» What the task requires
Find the line that contains "Mark every instance of the man's lips" in the records below, then repeat exactly that line and each one after it, leaving pictures out.

» Information shown
==========
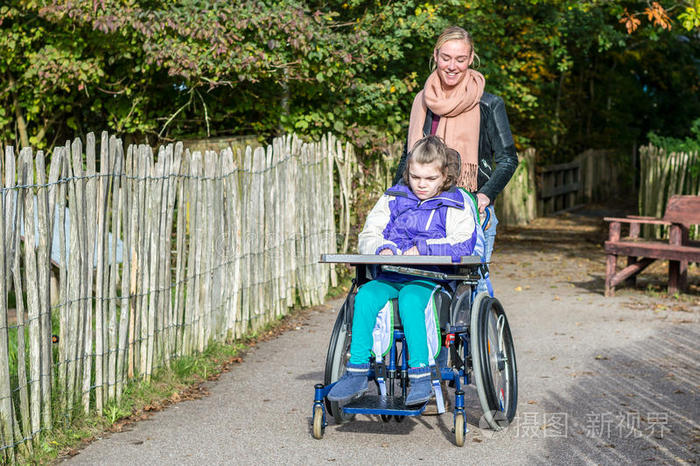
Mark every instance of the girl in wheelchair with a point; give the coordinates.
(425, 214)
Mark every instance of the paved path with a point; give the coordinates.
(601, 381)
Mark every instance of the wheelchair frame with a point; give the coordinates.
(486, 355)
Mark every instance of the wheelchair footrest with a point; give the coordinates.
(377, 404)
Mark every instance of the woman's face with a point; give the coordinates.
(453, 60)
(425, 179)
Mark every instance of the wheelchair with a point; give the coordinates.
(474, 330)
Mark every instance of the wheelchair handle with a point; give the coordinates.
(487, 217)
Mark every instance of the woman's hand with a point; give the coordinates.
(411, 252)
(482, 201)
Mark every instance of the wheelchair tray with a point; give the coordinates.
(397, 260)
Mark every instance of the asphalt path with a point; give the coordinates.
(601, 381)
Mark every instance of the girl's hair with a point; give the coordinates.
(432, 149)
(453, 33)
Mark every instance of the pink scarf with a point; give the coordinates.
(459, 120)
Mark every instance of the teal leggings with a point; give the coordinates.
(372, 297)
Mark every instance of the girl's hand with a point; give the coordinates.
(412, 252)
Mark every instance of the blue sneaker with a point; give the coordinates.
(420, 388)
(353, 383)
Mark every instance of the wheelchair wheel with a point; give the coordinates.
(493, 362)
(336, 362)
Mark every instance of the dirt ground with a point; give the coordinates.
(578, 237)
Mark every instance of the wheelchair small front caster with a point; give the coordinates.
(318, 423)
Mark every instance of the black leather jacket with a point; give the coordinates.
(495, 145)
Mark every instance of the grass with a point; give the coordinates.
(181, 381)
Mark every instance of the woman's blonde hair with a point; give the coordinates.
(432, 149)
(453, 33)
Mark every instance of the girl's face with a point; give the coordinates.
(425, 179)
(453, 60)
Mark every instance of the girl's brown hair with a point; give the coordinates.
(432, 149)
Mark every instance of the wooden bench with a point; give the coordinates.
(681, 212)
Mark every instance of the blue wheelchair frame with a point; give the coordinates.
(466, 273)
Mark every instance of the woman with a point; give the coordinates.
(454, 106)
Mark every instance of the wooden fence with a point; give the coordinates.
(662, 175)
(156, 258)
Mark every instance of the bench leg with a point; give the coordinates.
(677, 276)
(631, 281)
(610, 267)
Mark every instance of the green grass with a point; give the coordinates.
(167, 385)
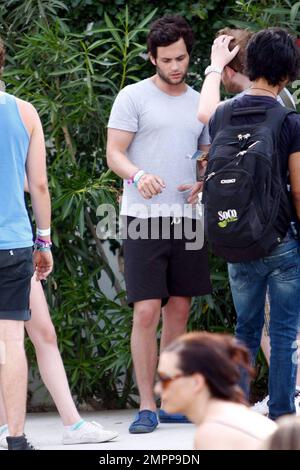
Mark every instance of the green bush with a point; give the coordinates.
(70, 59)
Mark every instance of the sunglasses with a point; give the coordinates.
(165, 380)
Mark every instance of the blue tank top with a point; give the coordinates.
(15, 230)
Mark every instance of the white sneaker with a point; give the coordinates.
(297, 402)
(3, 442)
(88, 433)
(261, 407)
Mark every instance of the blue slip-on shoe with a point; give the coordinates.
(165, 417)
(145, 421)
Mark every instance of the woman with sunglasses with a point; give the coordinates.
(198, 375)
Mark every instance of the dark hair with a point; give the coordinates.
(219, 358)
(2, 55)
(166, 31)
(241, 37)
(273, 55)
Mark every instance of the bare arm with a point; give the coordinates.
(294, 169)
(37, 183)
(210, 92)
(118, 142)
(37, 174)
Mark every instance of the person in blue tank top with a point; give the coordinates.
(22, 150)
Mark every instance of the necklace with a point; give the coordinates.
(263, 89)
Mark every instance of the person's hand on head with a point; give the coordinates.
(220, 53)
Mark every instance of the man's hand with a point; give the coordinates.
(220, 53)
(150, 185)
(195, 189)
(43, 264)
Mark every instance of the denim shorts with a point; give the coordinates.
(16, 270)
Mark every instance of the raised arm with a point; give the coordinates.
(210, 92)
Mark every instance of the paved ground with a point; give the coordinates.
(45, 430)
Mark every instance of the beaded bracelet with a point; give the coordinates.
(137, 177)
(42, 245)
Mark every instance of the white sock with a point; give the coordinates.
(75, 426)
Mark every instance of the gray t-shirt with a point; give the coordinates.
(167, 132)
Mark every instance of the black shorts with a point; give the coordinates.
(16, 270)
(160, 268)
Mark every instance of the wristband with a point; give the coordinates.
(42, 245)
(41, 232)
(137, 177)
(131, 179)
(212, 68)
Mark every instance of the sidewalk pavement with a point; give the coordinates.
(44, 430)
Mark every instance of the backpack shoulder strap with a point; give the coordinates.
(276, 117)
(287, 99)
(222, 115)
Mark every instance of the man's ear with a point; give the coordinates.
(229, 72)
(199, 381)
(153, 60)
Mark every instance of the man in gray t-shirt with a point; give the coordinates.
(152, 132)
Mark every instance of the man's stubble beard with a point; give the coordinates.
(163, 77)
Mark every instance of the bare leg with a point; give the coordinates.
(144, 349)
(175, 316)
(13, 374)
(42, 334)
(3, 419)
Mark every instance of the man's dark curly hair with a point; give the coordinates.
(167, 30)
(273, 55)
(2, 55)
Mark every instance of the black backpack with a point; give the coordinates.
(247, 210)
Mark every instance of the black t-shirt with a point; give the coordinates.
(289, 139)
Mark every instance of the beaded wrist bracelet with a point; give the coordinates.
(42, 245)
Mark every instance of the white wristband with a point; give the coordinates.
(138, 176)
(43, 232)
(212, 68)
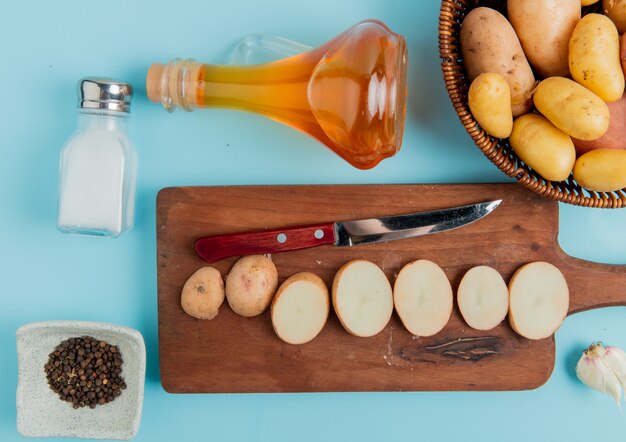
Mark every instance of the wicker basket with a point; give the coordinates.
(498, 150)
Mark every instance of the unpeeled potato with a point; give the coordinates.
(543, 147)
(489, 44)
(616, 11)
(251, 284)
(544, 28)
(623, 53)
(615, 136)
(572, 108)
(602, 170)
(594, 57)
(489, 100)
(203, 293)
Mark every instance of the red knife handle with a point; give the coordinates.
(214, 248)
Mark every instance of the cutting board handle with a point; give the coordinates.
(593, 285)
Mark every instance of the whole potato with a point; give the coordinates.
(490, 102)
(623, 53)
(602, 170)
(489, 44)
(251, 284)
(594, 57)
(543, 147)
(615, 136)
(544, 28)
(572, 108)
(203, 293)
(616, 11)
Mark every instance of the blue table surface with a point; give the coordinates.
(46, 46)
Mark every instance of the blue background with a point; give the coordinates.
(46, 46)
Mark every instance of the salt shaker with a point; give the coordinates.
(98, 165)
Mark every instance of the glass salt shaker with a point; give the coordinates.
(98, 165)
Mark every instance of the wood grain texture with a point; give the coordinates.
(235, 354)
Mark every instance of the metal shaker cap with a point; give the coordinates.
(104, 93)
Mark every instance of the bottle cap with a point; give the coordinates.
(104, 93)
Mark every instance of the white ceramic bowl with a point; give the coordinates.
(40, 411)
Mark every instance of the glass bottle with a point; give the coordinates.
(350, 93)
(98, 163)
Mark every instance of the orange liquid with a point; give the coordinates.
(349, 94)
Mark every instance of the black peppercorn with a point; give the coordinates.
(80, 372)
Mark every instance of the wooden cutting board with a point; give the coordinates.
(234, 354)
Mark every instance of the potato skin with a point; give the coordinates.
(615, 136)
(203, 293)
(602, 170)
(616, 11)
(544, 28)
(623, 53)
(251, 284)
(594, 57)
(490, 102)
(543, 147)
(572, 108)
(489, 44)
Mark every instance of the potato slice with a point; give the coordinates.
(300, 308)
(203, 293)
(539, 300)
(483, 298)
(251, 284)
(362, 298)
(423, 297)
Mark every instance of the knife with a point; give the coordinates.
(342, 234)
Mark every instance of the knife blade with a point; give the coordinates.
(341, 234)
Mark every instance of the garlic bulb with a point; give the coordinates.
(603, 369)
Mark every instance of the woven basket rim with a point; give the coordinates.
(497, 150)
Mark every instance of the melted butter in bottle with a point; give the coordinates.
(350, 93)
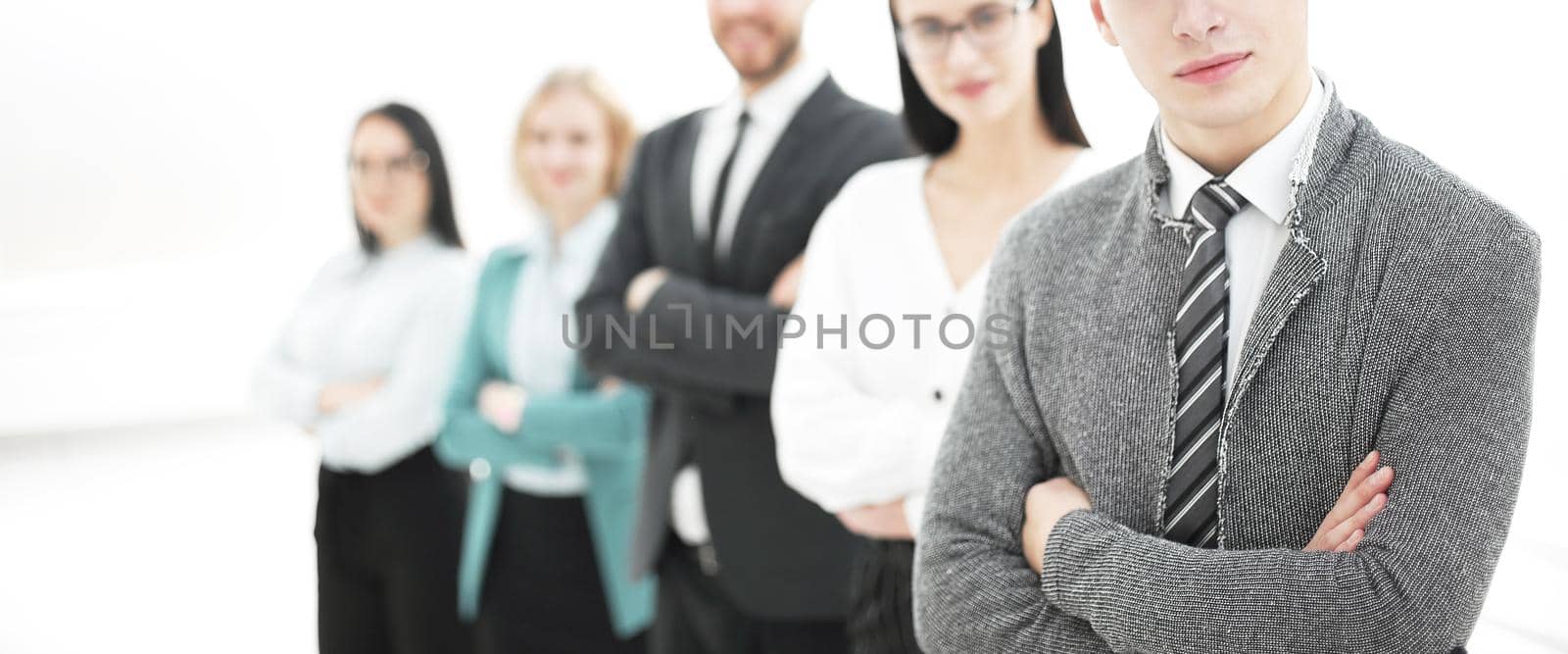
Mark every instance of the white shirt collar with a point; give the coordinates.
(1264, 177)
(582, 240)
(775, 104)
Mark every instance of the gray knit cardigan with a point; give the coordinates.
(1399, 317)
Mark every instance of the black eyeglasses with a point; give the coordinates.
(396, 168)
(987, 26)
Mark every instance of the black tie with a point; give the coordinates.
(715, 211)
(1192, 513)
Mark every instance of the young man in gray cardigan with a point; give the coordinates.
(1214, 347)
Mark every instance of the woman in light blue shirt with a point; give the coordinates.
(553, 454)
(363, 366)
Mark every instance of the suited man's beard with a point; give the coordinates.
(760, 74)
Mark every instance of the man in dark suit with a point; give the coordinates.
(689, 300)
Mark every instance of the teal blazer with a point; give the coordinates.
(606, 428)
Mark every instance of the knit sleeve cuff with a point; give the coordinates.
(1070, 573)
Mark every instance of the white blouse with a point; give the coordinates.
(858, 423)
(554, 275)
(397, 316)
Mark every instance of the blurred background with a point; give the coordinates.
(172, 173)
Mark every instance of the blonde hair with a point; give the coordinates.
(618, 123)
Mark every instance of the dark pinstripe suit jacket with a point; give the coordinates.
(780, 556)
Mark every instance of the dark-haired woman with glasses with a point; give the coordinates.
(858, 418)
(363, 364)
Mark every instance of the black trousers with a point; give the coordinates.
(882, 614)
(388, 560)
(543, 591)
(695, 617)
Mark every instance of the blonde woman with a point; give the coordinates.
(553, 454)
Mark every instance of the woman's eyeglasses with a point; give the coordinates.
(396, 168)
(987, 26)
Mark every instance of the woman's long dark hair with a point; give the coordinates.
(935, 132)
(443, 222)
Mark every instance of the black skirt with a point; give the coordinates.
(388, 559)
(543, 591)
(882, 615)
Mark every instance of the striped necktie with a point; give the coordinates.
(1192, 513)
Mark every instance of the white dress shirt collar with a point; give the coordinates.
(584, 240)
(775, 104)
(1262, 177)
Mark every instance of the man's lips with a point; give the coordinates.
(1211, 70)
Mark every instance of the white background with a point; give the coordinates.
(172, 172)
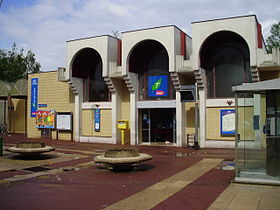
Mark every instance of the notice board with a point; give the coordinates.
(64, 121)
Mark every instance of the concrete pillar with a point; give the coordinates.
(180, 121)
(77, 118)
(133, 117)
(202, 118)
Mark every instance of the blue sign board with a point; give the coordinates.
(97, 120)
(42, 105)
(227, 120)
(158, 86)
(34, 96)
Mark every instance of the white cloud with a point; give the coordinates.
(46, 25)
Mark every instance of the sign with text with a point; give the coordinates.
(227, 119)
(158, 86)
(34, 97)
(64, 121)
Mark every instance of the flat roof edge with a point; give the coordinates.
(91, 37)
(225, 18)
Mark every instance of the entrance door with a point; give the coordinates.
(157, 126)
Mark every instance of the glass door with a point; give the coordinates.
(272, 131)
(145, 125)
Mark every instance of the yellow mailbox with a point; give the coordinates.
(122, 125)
==========
» Solution to this task
Mark every instance of the man's lips with a point; give the coordinates.
(1211, 70)
Mark every instance of the white background with a point; give the coordinates.
(172, 172)
Mark every instance of the notice board with a point; give the coordinates.
(64, 121)
Mark every instance of the concrete pillar with a point; give the coordinates.
(180, 121)
(77, 118)
(133, 117)
(202, 118)
Mark every instance of the blue sign board with a point; give the coordinates.
(97, 120)
(42, 105)
(227, 120)
(158, 86)
(34, 96)
Mark every instance of the white cloud with a point; give the coordinates.
(46, 25)
Mark every instance of the sign with text with a point; give the coordinates.
(227, 119)
(158, 86)
(34, 97)
(64, 121)
Mark every instance of the flat roof edge with a point; give the coordinates.
(91, 37)
(225, 18)
Mark every instance of the entrance door with a point; give the coordinates.
(157, 126)
Mark every instance of the glass door with a point; give the coordinates.
(272, 131)
(145, 125)
Mark every instance of the yellow mailbox with a point; give the coordinates.
(122, 125)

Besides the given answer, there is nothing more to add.